**QUOTED PASSAGE:**
____________________
Optimizing performance with a custom vegetation system for Thrive: Heavy Lies the Crown

Zugalu Entertainment was founded in 2014 to create games that blend innovation, nostalgia, and commercial appeal. Over the past 11 years, they’ve shipped titles including Epic Food Fight, Technolites, Chronique des Silencieux, and Sovereign Syndicate.
On November 6, 2024, they released Thrive: Heavy Lies the Crown in Early Access, to great reviews. The game is a medieval city builder with real-time strategy elements and both single-player and cooperative multiplayer functionality. Players can strategically expand their territory and their kingdom, and then build out along a large map. As their journeys progress, the fate of the kingdom hinges on every decision they make.
Today, the team launched the game’s 1.0 version. We sat down with Garrett Hau, CTO at Zugalu Entertainment, and Jackie Li, the team’s lead concept artist and technical artist, to discuss the performance challenges they encountered and how building a custom vegetation system was key to the game’s optimization.
Building a custom vegetation system
Since the game is set in the wilderness, there are a lot of trees, grass, bushes, etc. In the original implementation, the grass was very sparse, but the team wanted to create an expansive and lush field of grass. “For many of our different biomes, such as the grassland biome, we wanted to cover the ground full of vegetation,” says Hau. To achieve that, they needed a system that could handle a high number of vegetation instances.
For the majority of the project, the team was using a third-party solution, which worked well, except that it was heavily CPU-sided, was costing around 3 milliseconds, and the game was very CPU bottlenecked. Since they had a pretty low system requirement, they decided to transfer most of the calculations over to the GPU and needed a different kind of solution.
“We decided to make our own system, and at the same time, integrate with the game’s tile-based nature. The original system had its own way of working, and certain interactions at the per-tile level were too costly,” says Hau.

They wanted to fix that and be able to have higher density vegetation. Since they were calculating on the GPU in their new system, they had more performance headroom and the opportunity to create a flourishing forest.
Another key goal was getting per-tile masking. “Before, when you placed down a road, it couldn’t be efficiently masked out, so the vegetation would just grow on top of the roads,” says Hau. Since the initial method relied on the CPU, every additional mask would burden it, and they wanted to have the roads, or anything really, mask out grass or vegetation without eating up a lot of performance.
____________________
**PROVIDED MATERIAL:**
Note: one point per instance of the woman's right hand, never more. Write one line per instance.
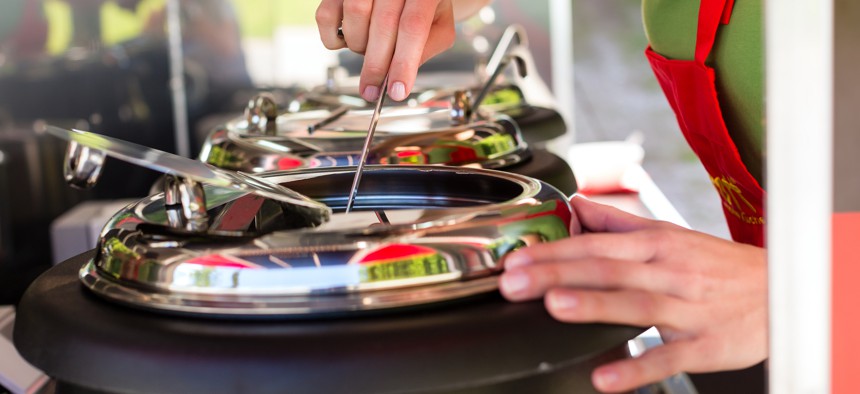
____________________
**STATED TASK:** Continue the article on Thrive's custom vegetation system from the point where it stops.

**SOLVED EXERCISE:**
Executing with compute shaders
The team also experienced a major bottleneck when it came to spawning the vegetation across its large map. Since the game has an abundance of vegetation and a really high camera that can move quickly across the map, it was important for the vegetation to spawn in without halting the player. This turned out to be very difficult.
“When you look at the vegetation, you see that you need to spawn potentially hundreds of thousands of instances. So we chose GPU instancing, which was designed for this exact purpose, allowing for potentially millions of instances,” says Li.
To begin, the team prepared the data for GPU instancing. They needed to construct and feed the GPU an array of all the positions they wanted to spawn their vegetation at. The vegetation doesn't really interact with the CPU side outside of the tile masking, so they executed this with a compute shader. Since the compute shader ran on the GPU before their render shaders executed, they prepared the data in their compute shader, and then fed the resulting data for instancing. This is also known as instance indirect.

The next step was figuring out how to use the compute shaders, which proved to be relatively easy. Li explains that, “A compute shader is just a multithreaded operation on the GPU. In our case, each instance data can be individually calculated on each thread. Think of it like the Unity Job System, but on the GPU.”
When working in a multithreaded environment, each thread’s workload should be crafted so that they don’t depend on executions in other threads to maximize performance.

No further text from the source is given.